- TEXTO PROPORCIONADO -
"""
En el Libro del Desasosiego,
Bernardo Soares—el tenedor de libros creado por Pessoa antes de que el
existencialismo existiera como tal—apunta: “La única actitud digna de
un hombre superior es el persistir tenaz en una actividad que se reconoce como
inútil, el hábito de una disciplina que se sabe estéril, y el uso fijo de
normas de pensamiento filosófico y metafísico cuya importancia se siente como
nula.” Las ideas en este fragmento son familiares a la noción de
absurdo que años después habría de formular Albert Camus en su ensayo El mito de
Sísifo (1942), cuyo planteamiento parte de si la vida merece la pena de ser
vivida. Luego de varios rodeos, Camus concluye que las tres consecuencias de lo
absurdo son “mi rebelión, mi libertad y mi pasión. A través del mero
juego de la conciencia trasformo en regla de vida lo que era invitación a la
muerte—y rechazo el suicidio.” De esta forma, el acto de vivir,
despojado de trascendencia, nos convierte en héroes trágicos. Subir la roca,
dejarla rodar, volver por ella y subirla de nuevo: un uroboros vano.
Camus compone el ciclo del absurdo
partiendo de los razonamientos contenidos en El mito de Sísifo, una
plataforma filosófica a la cual se suman la novela El extranjero (1942)
y las piezas teatrales El malentendido y Calígula (ambas de
1944). Sin ser demostraciones de tesis, estas tres obras ilustran el corpus
intelectual de un primer bloque inmanente y ateo. Más adelante, con la
publicación de El hombre rebelde (1951), a la noción de absurdo se
añadirá el compromiso social: “La primera y única evidencia que me es
dada dentro de la experiencia del absurdo es la rebeldía. (…) la rebeldía nace
del espectáculo de la sinrazón, ante una condición injusta e incomprensible.
(…) Pero esta evidencia saca al individuo de su soledad. Es un lugar común que
funda en todos los hombres el primer valor. Me rebelo, luego existimos.” Dicha
rebeldía es tanto política como metafísica; el hombre se rebela a la muerte
generalizada “denunciando en Dios al padre de la muerte y el supremo escándalo.
Lo absurdo es el pecado sin Dios.”
"""
- TRABAJO POR HACER -
[A] Enumera todas las obras de Camus que se mencionan en el texto sobre Camus y lo absurdo, con el año que el texto indica para cada una.
[B] Responde a las siguientes preguntas según el texto sobre Camus y lo absurdo.
(i) ¿Qué oficio tiene Bernardo Soares?
(ii) ¿Cuáles son las tres consecuencias de lo absurdo según Camus?
(iii) ¿Qué se añade a la noción de absurdo con la publicación de El hombre rebelde?
[C] Transcribe tal cual el fragmento del texto sobre Camus y lo absurdo que empieza en "Camus compone el" y acaba en "injusta e incomprensible.".

- ENTRADAS EXTRAÍDAS -
"""
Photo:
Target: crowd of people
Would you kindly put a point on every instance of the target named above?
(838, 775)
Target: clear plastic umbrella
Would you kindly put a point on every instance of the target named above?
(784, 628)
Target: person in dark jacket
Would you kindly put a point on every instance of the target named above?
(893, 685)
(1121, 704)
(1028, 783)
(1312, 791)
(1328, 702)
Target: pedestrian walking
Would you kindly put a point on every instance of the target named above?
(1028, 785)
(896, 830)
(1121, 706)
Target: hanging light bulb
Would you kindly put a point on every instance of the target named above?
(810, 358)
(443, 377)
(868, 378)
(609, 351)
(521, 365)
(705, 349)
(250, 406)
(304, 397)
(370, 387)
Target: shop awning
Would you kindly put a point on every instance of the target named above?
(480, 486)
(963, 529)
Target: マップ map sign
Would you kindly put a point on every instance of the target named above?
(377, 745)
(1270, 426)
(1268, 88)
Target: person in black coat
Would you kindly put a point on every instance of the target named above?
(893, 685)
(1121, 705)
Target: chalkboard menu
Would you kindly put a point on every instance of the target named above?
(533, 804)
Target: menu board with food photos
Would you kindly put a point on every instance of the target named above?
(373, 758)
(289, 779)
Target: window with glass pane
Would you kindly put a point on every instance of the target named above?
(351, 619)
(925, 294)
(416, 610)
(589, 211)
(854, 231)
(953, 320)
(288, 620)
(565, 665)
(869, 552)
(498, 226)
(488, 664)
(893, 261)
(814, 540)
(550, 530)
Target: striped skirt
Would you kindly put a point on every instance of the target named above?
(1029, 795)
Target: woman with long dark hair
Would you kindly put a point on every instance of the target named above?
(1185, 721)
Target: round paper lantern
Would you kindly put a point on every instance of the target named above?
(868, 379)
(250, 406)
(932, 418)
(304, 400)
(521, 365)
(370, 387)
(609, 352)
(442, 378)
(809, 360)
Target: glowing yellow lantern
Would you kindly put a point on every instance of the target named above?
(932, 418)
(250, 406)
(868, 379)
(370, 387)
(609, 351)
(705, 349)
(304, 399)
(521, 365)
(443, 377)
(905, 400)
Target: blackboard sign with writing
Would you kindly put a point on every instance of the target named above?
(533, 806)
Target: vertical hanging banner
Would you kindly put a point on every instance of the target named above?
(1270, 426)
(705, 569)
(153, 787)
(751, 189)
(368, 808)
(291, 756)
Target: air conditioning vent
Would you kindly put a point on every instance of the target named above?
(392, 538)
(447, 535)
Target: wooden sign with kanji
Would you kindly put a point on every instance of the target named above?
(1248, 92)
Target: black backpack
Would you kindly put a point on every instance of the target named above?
"""
- SOLUCIONES -
[A]
El mito de Sísifo (1942)
El extranjero (1942)
El malentendido (1944)
Calígula (1944)
El hombre rebelde (1951)

[B]
(i) Es tenedor de libros.
(ii) Mi rebelión, mi libertad y mi pasión.
(iii) El compromiso social.

[C]
Camus compone el ciclo del absurdo
partiendo de los razonamientos contenidos en El mito de Sísifo, una
plataforma filosófica a la cual se suman la novela El extranjero (1942)
y las piezas teatrales El malentendido y Calígula (ambas de
1944). Sin ser demostraciones de tesis, estas tres obras ilustran el corpus
intelectual de un primer bloque inmanente y ateo. Más adelante, con la
publicación de El hombre rebelde (1951), a la noción de absurdo se
añadirá el compromiso social: “La primera y única evidencia que me es
dada dentro de la experiencia del absurdo es la rebeldía. (…) la rebeldía nace
del espectáculo de la sinrazón, ante una condición injusta e incomprensible.